▶ TASK INSTRUCTIONS: According to the passage about Millon Air Flight 406, what happened to the aircraft on February 22, 1996?

▶ PASSAGE TO READ:

···

1996 aircraft accident in Ecuador

Millon Air Flight 406 was an international cargo flight from Manta, Ecuador, to Miami, Florida. On October 22, 1996, the Boeing 707 crashed shortly after takeoff from Manta Airport, killing all four people on-board and 30 more people on the ground.

== Aircraft ==
The Boeing 707-323C (N751MA) involved in the accident was built in 1967 with serial number 19582 and was delivered to American Airlines on October 27. It was sold to Millon Air in October 1989. N751MA was involved in at least two previous incidents. The first was in 1995, when an engine failed 35 minutes after takeoff. On February 22, 1996, about eight months before the accident, the plane lost hydraulic fluid while en route from Manaus, Brazil to Miami. The aircraft landed at Miami International Airport with its nose landing gear retracted. According to Federal Aviation Administration (FAA) records, the aircraft was in poor condition with corrosion and cracks.

== Accident ==
The aircraft captain, Erwin Roedenbeck, had been working for Millon Air for three years and was also qualified as a flight instructor. Also on board was 23-year-old first officer, Henry Ripoll, 30-year-old flight engineer Ernesto Enciso, and a loadmaster. Flight 406 was loaded with cargo, including frozen fish.

···

▶ DATASET CONTENT:
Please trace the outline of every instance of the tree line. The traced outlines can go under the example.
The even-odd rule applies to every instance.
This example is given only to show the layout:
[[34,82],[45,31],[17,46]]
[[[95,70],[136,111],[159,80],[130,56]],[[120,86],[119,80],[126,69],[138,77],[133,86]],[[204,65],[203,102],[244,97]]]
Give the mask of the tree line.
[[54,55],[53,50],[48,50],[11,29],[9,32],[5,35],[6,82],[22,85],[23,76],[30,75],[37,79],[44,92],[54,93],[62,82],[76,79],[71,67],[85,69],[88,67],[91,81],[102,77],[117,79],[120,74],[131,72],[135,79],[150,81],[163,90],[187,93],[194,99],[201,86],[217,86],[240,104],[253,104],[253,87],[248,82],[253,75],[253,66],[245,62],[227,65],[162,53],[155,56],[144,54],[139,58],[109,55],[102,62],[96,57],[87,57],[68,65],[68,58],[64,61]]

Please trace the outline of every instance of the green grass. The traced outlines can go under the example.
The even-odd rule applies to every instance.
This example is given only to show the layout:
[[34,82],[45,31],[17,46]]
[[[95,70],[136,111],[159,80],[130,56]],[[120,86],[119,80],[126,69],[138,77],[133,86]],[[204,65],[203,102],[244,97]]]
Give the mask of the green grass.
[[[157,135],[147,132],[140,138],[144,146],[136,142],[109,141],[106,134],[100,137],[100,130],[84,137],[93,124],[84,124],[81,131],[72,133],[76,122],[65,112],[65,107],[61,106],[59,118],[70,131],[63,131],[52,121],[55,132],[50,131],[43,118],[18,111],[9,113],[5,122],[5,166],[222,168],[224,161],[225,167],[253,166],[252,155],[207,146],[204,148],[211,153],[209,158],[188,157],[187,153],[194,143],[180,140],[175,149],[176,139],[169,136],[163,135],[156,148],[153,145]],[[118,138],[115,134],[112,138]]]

···

▶ ANSWER: It lost hydraulic fluid while flying from Manaus, Brazil, to Miami and landed at Miami International Airport with its nose landing gear retracted.